WRITTEN REQUEST: Copy out the text below about the Starmont winery word for word, in full.

TEXT:
%%

Starmont: A “New” Carneros Winery Worth A Visit

starmont_winery_1_20131125_1346039348Yesterday afternoon we visited Starmont, a “new” winery in the Carneros region of the Napa Valley that I predict will become an instant hit due to its combination of location, ambience, and delicious affordable wines.

Although the building and property have been in place since the late 2000s, the winery did not open to the public for direct sales until late last month (July, 2015). It seems the economic crisis of 2008 hit just as the winery was getting ready to open, and it was too much of a hardship for the owners to go direct at the time. Instead, they focused on wine production for distribution, and also sold many of their grapes to their sister winery, Merryvale, located in St. Helena.


The patio and grounds are dog-friendly!

Now, with the wine economy in full gear again, the owners felt it was time to reach out to the direct market and open the winery to tours and tastings. While reservations are required for the daily estate hike and barrel tasting, no reservations are necessary if you just want to drop in, which is what we did, with our dachshund Sadie, late on a Saturday afternoon. (Yes, they are dog-friendly!)

Situated just to the south and west of the towering Butler Bridge off highway 29, the Starmont winery is located at the end of Stanly Lane, which is accessible from highway 121 off of 29. The modern visitor center is very open air, and is surrounded by a sea of vineyards. This cool climate gets some lovely afternoon breezes from the San Pablo Bay, making it a comfortable place to sit outside and sip their wines, as compared to the blistering heat you might find this time of year up valley.

%%

INFORMATION SHOWN:
%%

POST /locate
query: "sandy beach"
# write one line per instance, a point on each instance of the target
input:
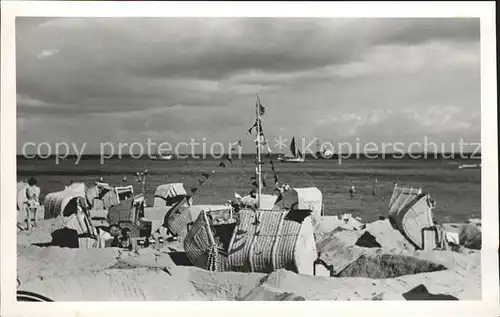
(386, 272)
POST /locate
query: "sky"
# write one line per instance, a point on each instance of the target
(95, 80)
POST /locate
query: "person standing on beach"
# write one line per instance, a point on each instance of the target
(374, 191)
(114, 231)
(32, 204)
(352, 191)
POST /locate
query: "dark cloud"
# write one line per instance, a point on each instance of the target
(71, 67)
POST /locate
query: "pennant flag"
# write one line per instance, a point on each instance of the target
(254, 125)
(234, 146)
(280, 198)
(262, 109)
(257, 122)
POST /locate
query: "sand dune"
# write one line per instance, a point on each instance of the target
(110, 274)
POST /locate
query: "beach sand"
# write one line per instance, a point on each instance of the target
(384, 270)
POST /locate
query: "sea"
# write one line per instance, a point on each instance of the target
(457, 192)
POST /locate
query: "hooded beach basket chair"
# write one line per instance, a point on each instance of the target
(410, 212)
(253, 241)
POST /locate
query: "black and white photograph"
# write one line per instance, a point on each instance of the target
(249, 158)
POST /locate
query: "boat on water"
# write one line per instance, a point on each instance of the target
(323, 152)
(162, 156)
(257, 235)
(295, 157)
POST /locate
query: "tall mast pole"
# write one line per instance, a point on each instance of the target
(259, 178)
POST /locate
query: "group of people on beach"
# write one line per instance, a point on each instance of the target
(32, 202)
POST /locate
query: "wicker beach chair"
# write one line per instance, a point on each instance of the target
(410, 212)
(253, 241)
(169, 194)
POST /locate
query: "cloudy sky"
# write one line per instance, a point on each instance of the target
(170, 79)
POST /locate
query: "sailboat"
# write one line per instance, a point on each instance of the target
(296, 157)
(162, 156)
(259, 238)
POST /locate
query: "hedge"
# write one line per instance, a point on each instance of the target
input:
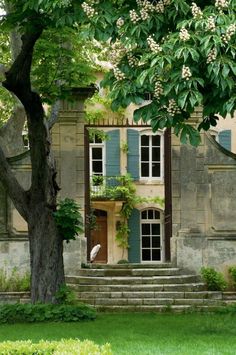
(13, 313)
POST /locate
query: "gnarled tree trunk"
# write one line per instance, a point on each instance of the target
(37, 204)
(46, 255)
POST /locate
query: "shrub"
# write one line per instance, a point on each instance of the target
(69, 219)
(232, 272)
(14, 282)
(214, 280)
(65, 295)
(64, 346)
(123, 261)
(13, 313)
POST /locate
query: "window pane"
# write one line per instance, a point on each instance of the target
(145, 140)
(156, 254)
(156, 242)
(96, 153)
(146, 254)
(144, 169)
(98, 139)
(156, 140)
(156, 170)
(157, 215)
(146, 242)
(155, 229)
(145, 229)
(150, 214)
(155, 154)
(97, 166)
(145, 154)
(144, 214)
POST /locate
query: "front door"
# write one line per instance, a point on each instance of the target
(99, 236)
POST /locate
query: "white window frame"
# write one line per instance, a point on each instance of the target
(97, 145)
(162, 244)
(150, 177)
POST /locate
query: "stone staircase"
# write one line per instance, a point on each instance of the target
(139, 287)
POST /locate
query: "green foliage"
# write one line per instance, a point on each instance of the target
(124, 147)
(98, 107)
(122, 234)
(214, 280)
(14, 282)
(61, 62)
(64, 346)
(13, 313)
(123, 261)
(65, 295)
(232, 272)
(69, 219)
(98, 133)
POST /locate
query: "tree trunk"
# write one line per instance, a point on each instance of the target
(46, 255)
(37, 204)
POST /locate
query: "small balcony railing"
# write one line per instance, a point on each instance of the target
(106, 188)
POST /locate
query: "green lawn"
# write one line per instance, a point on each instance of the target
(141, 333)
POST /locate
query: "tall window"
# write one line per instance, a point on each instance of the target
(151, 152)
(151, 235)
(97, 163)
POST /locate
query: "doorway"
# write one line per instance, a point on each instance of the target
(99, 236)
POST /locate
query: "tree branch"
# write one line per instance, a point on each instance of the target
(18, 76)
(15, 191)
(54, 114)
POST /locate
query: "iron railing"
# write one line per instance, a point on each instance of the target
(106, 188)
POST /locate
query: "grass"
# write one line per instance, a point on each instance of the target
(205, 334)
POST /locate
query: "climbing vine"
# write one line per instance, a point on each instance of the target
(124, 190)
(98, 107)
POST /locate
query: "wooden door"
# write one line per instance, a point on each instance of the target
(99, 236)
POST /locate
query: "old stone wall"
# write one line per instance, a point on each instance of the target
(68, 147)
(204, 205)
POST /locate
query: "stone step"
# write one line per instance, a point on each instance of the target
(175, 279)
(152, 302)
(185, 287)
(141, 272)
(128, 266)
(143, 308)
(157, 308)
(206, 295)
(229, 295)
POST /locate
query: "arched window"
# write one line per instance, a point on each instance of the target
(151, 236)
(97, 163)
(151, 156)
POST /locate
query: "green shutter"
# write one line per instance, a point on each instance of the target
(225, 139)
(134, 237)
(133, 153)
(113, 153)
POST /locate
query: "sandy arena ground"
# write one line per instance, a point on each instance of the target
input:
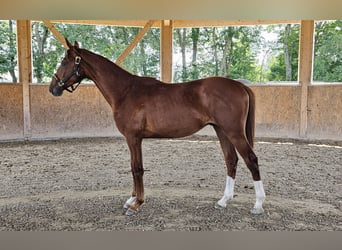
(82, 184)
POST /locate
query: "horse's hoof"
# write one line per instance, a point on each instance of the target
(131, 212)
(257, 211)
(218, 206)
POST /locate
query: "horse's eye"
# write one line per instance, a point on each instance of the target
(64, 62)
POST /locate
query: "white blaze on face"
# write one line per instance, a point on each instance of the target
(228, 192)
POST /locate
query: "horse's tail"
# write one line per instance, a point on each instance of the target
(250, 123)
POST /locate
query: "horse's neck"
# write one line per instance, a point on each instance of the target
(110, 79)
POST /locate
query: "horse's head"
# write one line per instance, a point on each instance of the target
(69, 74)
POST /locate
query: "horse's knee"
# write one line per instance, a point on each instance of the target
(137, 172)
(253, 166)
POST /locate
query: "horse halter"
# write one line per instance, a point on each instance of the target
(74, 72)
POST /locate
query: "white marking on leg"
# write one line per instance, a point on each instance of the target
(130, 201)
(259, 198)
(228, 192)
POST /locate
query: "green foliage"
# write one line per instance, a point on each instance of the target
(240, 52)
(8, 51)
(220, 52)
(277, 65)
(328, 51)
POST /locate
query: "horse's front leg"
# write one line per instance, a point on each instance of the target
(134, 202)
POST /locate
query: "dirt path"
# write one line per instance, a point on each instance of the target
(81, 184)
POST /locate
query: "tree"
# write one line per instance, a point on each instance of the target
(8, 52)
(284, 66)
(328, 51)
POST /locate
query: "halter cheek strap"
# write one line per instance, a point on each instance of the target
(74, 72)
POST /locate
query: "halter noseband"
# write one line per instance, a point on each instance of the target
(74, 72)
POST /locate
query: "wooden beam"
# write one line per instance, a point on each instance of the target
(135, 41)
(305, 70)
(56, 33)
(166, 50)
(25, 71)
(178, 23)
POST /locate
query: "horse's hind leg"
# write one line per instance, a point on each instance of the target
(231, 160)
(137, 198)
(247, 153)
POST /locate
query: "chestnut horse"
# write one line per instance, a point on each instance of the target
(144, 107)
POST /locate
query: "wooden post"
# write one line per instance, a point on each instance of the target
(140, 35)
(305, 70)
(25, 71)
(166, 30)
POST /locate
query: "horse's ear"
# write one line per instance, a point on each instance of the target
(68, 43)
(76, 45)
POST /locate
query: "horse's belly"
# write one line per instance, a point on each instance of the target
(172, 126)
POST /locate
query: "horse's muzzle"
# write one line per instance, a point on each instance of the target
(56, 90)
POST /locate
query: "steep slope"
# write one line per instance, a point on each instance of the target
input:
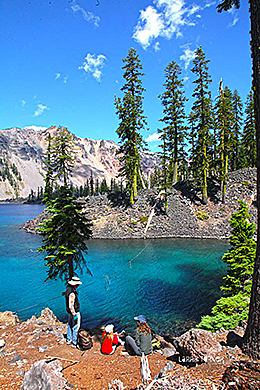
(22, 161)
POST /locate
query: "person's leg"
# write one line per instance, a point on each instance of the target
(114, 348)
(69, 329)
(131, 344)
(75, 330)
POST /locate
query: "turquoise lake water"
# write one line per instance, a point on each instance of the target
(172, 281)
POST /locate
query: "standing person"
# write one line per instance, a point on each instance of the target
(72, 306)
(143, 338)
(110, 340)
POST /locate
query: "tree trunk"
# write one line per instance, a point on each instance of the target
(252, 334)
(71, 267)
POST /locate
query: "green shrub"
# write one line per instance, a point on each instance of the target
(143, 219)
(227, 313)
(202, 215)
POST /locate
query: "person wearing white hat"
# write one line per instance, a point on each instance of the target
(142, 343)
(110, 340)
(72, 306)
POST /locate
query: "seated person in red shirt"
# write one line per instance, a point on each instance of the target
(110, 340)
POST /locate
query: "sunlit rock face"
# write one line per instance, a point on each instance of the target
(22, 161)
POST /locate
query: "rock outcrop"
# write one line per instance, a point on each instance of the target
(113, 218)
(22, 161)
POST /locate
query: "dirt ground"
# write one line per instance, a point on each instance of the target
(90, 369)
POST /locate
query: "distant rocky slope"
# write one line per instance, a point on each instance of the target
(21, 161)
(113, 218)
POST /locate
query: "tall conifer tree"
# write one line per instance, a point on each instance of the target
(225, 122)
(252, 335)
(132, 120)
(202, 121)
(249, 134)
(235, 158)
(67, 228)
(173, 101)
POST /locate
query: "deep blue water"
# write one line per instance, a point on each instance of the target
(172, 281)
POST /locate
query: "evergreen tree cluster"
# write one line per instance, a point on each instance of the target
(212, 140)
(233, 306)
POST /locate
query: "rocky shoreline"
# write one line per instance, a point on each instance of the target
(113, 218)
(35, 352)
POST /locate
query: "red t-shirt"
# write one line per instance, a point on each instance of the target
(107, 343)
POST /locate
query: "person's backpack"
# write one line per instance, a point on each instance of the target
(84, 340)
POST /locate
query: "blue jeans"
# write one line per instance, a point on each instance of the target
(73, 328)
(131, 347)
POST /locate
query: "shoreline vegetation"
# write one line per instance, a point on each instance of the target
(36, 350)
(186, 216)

%%

SOLUTION TO THIS PROBLEM:
Starmont: A “New” Carneros Winery Worth A Visit

starmont_winery_1_20131125_1346039348Yesterday afternoon we visited Starmont, a “new” winery in the Carneros region of the Napa Valley that I predict will become an instant hit due to its combination of location, ambience, and delicious affordable wines.

Although the building and property have been in place since the late 2000s, the winery did not open to the public for direct sales until late last month (July, 2015). It seems the economic crisis of 2008 hit just as the winery was getting ready to open, and it was too much of a hardship for the owners to go direct at the time. Instead, they focused on wine production for distribution, and also sold many of their grapes to their sister winery, Merryvale, located in St. Helena.


The patio and grounds are dog-friendly!

Now, with the wine economy in full gear again, the owners felt it was time to reach out to the direct market and open the winery to tours and tastings. While reservations are required for the daily estate hike and barrel tasting, no reservations are necessary if you just want to drop in, which is what we did, with our dachshund Sadie, late on a Saturday afternoon. (Yes, they are dog-friendly!)

Situated just to the south and west of the towering Butler Bridge off highway 29, the Starmont winery is located at the end of Stanly Lane, which is accessible from highway 121 off of 29. The modern visitor center is very open air, and is surrounded by a sea of vineyards. This cool climate gets some lovely afternoon breezes from the San Pablo Bay, making it a comfortable place to sit outside and sip their wines, as compared to the blistering heat you might find this time of year up valley.